WHAT TO WORK ON
The response must contain every record, repeated exactly.

MATERIAL FOR THE TASK

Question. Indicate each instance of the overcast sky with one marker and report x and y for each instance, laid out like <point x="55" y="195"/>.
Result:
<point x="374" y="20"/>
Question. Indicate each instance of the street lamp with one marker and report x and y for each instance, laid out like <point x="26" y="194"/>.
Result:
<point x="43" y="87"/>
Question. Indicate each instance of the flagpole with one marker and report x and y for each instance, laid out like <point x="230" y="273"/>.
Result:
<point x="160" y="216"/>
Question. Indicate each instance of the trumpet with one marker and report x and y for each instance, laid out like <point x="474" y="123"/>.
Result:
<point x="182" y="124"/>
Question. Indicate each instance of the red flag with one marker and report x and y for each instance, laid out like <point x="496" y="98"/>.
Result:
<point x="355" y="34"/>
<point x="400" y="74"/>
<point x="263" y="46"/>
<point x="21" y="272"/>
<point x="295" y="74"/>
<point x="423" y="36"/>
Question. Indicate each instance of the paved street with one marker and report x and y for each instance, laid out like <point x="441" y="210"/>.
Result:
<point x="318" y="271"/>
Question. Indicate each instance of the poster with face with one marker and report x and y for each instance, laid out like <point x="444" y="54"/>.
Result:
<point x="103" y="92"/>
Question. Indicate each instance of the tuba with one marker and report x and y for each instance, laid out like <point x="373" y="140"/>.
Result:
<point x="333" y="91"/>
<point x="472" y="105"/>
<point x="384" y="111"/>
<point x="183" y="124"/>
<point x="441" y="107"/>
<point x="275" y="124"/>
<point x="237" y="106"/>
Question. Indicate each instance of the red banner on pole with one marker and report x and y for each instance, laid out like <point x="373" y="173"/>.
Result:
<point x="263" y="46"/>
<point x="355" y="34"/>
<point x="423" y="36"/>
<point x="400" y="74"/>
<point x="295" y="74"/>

WRITTEN RESPONSE
Question. Indicate each instance of the overcast sky with one marker and report x and y for each instance, laid out like <point x="55" y="195"/>.
Result:
<point x="374" y="20"/>
Question. Indicate each instance of the street lamp with one marker and report x and y for each instance, laid out like <point x="26" y="194"/>.
Result:
<point x="43" y="87"/>
Question. Indicate each instance of the flagpole with one marker and report x and y for each instance, laid out like <point x="230" y="273"/>.
Result:
<point x="160" y="216"/>
Question. Indicate each instance of the trumpet with one marker and report x and y for each instance, laid out like <point x="474" y="123"/>.
Result:
<point x="182" y="124"/>
Question. Indicate each instance of the red flag with one marker and report x and y for each instance, laid out like <point x="496" y="98"/>.
Result:
<point x="355" y="34"/>
<point x="400" y="74"/>
<point x="263" y="46"/>
<point x="21" y="272"/>
<point x="295" y="74"/>
<point x="423" y="36"/>
Question. Indicate each instance of the paved street with one marker and report x and y for each instance, laid out like <point x="441" y="210"/>.
Result:
<point x="318" y="271"/>
Question. Indicate each instance of the poster with face with one marker and report x and y for each instance, laid out like <point x="444" y="54"/>.
Result:
<point x="103" y="92"/>
Question. Indicate each instance of the tuba with one marker and report x and y for each instance, laid out like <point x="373" y="140"/>.
Result:
<point x="333" y="91"/>
<point x="472" y="105"/>
<point x="384" y="111"/>
<point x="183" y="124"/>
<point x="441" y="107"/>
<point x="275" y="124"/>
<point x="237" y="106"/>
Question. Indicate each instance of the red banner on pole with one marker and report x and y for each instance, laid out like <point x="373" y="173"/>.
Result:
<point x="263" y="46"/>
<point x="355" y="34"/>
<point x="423" y="36"/>
<point x="400" y="74"/>
<point x="295" y="74"/>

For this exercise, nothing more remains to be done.